▶ WHAT THIS TASK INVOLVES
Scan the data below for the string "brim". Copy every line where it appears.
### DATASET CONTENT ###
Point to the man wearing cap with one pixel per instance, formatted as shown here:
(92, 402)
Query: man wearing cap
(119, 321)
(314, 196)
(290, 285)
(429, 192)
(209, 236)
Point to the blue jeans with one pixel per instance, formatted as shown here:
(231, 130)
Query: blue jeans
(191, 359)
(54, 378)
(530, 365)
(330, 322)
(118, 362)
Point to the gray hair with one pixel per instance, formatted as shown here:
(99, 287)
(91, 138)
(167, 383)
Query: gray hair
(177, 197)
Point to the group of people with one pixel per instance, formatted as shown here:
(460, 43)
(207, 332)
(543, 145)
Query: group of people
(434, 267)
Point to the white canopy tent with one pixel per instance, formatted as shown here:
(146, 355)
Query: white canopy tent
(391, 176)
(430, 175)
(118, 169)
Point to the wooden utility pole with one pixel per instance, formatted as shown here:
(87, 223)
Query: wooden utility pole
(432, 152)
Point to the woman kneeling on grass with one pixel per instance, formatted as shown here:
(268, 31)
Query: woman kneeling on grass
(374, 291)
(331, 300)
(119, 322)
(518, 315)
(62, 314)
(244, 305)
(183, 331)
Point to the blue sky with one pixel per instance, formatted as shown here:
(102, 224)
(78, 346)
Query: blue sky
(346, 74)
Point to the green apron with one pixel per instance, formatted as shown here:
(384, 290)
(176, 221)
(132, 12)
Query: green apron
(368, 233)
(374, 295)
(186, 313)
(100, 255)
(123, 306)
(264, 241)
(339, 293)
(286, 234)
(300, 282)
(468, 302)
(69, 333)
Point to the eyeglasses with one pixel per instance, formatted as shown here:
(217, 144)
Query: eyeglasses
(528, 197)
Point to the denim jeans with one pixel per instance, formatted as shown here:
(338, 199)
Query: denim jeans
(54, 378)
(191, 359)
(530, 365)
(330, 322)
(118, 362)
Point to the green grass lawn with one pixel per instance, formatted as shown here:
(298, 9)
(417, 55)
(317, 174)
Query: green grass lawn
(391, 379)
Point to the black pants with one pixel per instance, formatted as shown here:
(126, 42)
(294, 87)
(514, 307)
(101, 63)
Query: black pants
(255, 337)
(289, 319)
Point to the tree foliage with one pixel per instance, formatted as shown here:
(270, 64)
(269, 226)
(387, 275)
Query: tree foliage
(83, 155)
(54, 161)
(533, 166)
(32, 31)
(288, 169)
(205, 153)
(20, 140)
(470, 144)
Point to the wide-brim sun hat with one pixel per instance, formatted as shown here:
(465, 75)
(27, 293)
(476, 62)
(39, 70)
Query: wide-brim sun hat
###
▶ PROBLEM SOLUTION
Point to the wide-brim sun hat with one pixel per instance, formatted as shown here:
Query: wide-brim sun hat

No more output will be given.